### SUPPLIED MATERIAL:
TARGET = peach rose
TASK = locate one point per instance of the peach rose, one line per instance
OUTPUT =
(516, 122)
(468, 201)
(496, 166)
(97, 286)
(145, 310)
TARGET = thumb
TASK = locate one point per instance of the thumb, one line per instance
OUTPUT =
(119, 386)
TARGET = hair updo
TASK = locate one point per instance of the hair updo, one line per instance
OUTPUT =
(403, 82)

### ACTIVITY:
Take the line with "TASK = locate one point per instance of the hair" and all lines after it through the end of the records, and write them out exactly; include nothing else.

### REPLY TO THE EXERCISE:
TASK = locate one point per instance of the hair updo, one line per instance
OUTPUT =
(403, 82)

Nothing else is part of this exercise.